THE EXERCISE:
Starting at the line with "Please put a marker on the blonde", transcribe each line through the final one, both included, and add nothing.

[Object pointing dataset rows]
□ □ □ □ □
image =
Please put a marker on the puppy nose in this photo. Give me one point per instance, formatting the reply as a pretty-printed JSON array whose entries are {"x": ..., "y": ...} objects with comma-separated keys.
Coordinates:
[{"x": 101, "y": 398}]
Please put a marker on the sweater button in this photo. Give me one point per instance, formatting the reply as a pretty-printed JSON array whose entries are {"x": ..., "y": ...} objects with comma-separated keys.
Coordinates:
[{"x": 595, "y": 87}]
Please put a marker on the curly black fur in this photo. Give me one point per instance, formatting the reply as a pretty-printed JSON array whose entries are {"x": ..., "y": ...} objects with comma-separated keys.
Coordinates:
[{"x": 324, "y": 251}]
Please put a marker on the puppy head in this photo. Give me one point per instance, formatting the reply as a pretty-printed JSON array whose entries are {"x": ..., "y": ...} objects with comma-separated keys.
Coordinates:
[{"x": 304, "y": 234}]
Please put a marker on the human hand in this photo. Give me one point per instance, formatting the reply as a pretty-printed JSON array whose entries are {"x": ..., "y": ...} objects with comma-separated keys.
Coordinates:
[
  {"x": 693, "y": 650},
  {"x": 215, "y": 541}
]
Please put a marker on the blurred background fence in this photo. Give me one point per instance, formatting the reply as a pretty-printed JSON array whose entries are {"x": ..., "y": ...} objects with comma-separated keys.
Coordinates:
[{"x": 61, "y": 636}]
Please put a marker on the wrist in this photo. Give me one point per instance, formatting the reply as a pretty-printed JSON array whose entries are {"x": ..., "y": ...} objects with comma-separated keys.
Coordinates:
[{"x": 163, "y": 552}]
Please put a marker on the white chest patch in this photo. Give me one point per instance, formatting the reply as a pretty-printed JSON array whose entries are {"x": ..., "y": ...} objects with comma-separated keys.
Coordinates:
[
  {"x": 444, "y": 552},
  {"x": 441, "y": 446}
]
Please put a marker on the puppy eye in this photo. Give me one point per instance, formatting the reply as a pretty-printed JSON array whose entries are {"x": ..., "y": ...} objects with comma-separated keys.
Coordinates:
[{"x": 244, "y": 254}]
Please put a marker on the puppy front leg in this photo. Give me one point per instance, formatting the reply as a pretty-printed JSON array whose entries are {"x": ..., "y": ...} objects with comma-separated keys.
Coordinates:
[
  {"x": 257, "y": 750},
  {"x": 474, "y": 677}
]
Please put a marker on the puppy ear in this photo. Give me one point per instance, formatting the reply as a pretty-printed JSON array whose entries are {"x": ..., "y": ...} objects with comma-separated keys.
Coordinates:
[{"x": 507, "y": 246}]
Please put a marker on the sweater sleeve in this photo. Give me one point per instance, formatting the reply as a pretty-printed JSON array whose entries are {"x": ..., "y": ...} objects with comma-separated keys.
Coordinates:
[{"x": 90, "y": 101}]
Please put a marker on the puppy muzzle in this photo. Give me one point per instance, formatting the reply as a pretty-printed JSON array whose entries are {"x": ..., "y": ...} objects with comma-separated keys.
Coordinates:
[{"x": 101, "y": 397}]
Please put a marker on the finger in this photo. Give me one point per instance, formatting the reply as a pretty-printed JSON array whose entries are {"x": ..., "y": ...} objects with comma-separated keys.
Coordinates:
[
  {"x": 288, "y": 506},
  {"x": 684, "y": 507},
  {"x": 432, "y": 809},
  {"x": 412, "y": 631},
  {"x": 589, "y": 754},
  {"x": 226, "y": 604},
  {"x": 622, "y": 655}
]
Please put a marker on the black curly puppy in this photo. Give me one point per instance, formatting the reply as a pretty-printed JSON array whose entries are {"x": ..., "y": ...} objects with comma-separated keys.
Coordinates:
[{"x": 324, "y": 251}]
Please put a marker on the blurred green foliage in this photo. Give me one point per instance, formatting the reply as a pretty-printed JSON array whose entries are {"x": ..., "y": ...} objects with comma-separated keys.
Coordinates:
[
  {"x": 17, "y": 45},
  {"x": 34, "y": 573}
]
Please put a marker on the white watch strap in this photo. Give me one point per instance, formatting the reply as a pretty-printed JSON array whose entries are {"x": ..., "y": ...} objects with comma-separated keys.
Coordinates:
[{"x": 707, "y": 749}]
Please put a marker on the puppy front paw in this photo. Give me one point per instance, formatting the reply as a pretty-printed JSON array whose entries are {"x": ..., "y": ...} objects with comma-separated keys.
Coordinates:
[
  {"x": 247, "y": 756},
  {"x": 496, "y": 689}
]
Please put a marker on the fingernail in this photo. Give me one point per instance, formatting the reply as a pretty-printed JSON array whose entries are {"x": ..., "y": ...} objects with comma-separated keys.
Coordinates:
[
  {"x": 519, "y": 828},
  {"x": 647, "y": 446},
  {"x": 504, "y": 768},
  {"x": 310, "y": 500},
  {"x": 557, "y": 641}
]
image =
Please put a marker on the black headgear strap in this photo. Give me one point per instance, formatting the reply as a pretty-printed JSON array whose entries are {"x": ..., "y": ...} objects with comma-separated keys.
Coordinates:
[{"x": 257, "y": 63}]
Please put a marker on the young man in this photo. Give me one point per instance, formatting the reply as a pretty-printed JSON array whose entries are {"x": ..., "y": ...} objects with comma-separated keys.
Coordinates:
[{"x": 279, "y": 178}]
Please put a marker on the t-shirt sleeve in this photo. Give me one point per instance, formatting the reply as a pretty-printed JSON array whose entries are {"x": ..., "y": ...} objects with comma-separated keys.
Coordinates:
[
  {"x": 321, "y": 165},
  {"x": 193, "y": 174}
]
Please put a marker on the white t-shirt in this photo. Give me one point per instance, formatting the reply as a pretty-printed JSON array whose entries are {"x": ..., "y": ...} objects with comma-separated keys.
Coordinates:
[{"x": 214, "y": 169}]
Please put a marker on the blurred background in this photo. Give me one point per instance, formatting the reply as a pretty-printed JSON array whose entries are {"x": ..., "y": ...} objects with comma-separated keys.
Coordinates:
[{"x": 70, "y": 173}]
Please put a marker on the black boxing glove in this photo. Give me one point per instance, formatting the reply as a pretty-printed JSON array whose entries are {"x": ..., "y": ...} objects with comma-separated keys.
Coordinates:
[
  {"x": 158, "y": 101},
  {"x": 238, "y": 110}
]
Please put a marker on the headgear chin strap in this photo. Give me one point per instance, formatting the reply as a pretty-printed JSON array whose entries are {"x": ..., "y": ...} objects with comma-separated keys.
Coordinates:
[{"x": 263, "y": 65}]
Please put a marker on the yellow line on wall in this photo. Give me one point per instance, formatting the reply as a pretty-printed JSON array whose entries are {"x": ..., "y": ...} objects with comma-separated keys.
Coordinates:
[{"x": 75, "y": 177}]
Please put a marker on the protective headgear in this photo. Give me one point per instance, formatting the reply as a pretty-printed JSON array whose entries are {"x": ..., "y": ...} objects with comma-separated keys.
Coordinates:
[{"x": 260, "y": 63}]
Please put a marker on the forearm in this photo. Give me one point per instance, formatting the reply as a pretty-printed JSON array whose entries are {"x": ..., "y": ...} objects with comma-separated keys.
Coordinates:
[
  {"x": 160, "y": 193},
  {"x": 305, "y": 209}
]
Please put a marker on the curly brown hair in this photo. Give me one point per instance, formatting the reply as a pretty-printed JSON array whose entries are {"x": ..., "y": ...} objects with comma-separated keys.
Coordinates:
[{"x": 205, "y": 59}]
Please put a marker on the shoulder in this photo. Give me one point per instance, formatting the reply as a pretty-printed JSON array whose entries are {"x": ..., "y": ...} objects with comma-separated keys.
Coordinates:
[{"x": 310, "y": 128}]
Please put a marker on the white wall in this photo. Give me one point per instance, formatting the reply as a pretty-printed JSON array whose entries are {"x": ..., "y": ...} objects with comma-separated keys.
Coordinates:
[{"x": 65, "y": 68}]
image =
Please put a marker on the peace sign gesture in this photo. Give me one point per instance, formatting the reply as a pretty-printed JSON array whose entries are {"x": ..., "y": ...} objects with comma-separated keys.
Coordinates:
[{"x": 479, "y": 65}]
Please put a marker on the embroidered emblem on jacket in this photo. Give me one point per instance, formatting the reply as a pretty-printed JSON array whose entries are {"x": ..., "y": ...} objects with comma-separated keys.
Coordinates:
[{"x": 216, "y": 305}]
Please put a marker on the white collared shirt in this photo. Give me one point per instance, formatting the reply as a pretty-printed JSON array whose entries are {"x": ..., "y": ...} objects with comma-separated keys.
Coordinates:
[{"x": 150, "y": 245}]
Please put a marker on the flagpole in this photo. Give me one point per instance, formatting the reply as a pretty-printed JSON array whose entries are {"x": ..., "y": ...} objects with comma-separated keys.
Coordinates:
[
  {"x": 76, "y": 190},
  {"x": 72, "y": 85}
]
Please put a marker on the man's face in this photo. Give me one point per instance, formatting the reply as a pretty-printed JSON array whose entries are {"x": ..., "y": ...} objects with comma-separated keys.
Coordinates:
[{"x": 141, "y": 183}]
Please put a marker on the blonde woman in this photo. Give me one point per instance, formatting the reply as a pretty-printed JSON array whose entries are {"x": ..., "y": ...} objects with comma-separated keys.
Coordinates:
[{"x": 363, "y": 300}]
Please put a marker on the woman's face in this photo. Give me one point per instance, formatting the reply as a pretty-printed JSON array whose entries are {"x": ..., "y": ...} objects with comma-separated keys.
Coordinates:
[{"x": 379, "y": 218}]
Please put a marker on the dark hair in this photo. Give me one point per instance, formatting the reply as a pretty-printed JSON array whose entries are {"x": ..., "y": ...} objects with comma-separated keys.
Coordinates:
□ □ □ □ □
ANSWER TO THE EXERCISE:
Please put a marker on the blonde woman in this photo. Give me one point per instance, formatting the reply as a pretty-printed JSON array whose entries are {"x": ..., "y": ...} objects with comma-separated keys.
Coordinates:
[{"x": 363, "y": 300}]
Please put a marker on the woman's face in this photo. Give me one point per instance, formatting the reply as a pretty-printed JSON array whose entries are {"x": ..., "y": ...} objects with comma-separated keys.
Coordinates:
[{"x": 379, "y": 218}]
Please put a marker on the dark hair in this photo. Give me one point per instance, formatting the reply as a pretty-printed JSON array whose entries are {"x": ..., "y": ...} objects with comma-separated keys.
Coordinates:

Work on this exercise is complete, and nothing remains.